Stated exercise:
In the material below, take the part that opens with the line containing "Where can the paper" and closes with the line containing "x=543, y=370". Give those lines as a numbered list and leave out any blank lines.

Material:

_ _ _ _ _

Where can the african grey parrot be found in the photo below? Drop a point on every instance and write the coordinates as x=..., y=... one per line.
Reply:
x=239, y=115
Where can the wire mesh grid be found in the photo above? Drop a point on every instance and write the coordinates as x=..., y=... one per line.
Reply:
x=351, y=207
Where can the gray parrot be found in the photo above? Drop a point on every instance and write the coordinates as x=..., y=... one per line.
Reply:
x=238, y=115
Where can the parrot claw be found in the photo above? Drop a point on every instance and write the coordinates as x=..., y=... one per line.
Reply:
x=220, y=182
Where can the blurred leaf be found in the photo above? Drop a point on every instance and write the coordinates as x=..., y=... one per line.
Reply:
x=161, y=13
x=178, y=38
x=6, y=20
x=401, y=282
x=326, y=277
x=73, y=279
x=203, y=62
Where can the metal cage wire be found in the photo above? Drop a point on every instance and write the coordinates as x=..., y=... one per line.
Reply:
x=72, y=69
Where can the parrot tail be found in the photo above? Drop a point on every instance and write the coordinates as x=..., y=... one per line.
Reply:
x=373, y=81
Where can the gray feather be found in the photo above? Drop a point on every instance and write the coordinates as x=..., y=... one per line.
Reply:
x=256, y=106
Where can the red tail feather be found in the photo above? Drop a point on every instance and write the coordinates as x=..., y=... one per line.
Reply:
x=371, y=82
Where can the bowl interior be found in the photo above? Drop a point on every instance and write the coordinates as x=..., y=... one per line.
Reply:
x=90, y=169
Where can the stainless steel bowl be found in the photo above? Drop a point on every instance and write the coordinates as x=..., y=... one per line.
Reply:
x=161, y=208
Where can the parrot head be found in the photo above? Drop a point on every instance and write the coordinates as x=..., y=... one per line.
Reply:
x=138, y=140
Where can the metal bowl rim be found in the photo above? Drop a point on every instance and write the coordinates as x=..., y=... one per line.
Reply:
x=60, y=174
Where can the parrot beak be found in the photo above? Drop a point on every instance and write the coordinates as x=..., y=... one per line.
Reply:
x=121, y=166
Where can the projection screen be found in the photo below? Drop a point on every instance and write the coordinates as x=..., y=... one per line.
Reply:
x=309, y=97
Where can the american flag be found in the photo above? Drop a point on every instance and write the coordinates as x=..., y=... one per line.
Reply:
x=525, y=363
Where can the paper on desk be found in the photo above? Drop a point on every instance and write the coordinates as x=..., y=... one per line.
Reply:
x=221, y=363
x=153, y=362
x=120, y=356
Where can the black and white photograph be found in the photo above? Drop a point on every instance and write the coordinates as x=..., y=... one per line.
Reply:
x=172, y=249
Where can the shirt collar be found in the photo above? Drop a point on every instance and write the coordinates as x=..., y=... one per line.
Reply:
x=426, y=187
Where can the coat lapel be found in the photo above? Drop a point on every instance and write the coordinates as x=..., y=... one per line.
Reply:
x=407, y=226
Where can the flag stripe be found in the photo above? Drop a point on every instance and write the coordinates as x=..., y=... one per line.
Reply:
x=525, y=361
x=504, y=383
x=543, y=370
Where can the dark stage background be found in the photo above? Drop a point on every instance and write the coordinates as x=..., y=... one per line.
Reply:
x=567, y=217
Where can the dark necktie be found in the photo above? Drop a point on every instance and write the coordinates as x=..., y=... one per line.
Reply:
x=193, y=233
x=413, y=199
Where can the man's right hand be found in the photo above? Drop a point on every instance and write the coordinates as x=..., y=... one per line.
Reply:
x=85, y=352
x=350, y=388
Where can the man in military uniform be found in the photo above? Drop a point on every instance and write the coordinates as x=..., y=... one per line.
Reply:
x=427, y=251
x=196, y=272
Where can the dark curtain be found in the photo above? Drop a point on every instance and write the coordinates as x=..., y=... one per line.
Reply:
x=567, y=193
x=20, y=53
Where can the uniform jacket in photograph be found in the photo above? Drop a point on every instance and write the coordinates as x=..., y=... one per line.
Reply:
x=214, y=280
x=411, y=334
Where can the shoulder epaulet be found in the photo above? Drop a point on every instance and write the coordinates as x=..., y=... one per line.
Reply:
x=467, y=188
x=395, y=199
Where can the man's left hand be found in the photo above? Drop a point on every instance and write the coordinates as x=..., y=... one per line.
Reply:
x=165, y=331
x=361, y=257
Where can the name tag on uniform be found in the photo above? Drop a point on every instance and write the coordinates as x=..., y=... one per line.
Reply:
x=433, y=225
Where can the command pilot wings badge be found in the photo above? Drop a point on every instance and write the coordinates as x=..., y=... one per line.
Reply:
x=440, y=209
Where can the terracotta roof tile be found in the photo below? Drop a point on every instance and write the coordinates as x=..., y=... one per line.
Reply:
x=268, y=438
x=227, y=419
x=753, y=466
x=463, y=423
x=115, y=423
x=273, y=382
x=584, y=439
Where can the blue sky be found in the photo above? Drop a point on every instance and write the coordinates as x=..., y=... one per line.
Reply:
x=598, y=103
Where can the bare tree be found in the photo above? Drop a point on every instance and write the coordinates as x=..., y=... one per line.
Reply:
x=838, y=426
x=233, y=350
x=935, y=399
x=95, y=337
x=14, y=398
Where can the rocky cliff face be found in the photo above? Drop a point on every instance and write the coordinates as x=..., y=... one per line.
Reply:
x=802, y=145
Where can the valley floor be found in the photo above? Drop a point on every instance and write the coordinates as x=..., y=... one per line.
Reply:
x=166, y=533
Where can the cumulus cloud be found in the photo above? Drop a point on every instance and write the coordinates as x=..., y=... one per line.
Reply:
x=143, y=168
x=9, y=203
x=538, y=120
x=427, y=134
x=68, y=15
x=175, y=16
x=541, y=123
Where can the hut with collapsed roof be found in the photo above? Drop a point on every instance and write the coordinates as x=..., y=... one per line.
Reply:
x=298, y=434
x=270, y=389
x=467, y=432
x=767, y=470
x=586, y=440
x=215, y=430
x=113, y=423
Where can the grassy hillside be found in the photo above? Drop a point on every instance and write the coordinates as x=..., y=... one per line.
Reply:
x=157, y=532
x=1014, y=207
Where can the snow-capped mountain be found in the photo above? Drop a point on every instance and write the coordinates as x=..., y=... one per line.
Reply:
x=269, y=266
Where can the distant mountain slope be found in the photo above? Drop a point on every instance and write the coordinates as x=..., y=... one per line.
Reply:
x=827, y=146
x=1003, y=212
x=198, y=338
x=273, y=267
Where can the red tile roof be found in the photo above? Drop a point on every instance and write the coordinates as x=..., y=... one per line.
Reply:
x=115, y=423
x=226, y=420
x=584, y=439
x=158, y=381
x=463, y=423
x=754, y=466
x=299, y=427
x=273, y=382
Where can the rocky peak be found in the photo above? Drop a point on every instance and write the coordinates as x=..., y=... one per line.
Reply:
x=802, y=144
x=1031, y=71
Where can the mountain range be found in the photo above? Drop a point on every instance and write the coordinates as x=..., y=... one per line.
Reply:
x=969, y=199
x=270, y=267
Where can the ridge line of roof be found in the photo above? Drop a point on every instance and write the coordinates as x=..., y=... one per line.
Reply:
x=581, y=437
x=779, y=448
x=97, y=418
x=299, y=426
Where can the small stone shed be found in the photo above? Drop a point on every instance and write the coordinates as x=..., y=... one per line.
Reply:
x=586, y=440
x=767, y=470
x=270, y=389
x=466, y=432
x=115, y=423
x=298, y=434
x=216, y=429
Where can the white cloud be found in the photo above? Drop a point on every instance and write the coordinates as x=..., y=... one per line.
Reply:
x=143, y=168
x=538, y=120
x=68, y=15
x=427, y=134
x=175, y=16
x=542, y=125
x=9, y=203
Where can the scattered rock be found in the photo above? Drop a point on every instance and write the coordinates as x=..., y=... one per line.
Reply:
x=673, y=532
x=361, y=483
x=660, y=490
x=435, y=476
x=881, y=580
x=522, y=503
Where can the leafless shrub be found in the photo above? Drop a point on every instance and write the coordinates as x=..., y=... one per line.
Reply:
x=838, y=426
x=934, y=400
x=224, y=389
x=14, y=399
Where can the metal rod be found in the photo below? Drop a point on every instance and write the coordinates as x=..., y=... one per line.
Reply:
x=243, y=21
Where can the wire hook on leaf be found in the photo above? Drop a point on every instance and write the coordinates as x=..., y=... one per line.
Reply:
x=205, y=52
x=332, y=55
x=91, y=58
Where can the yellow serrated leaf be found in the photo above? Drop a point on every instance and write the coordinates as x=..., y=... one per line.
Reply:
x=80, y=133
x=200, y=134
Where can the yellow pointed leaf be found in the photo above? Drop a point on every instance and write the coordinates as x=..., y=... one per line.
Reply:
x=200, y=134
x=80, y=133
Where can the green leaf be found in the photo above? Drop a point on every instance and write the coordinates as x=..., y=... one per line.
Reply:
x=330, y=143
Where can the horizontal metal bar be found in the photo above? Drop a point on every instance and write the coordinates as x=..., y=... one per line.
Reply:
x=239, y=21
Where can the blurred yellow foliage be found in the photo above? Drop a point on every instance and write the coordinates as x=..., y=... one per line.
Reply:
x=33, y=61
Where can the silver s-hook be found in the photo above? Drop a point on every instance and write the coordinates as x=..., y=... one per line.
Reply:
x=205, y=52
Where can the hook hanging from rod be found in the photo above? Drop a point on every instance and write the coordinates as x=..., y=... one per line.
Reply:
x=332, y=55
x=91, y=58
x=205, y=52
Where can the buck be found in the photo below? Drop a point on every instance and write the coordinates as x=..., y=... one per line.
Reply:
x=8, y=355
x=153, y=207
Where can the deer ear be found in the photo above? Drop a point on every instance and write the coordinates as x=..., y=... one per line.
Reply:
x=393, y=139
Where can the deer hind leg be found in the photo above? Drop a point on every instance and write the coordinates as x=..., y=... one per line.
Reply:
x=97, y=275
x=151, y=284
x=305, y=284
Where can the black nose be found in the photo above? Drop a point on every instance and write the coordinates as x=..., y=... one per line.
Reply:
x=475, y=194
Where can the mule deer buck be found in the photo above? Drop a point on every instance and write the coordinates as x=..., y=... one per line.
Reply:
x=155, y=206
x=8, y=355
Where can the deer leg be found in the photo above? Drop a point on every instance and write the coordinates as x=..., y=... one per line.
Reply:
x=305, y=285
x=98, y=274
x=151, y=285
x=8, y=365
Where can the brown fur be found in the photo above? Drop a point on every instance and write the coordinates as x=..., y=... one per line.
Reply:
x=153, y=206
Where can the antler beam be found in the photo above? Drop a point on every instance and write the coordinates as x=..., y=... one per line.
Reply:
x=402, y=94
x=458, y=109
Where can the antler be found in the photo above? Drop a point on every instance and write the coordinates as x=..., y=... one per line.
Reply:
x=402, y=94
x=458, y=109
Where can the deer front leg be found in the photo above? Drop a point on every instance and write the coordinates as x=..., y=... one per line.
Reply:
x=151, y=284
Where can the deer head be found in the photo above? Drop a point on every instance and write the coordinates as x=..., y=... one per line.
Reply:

_ _ _ _ _

Final answer:
1. Where can the paper on desk be found in the photo above? Drop a point on every instance and write the coordinates as x=..., y=... one per line.
2. Reply:
3. x=221, y=363
4. x=153, y=362
5. x=120, y=356
6. Where can the black and white photograph be found in the photo above? Drop a point on every instance and write the coordinates as x=..., y=... one per line.
7. Reply:
8. x=172, y=249
9. Where can the shirt collar be found in the photo above? Drop a point on every instance and write the coordinates as x=..., y=... one per line.
10. Reply:
11. x=426, y=187
12. Where can the coat lapel be found in the photo above? Drop a point on every instance and write the coordinates as x=..., y=... one per line.
13. Reply:
14. x=407, y=226
15. Where can the flag stripe be found in the photo above? Drop a point on every instance and write the coordinates as x=..., y=... one per line.
16. Reply:
17. x=525, y=361
18. x=504, y=383
19. x=543, y=370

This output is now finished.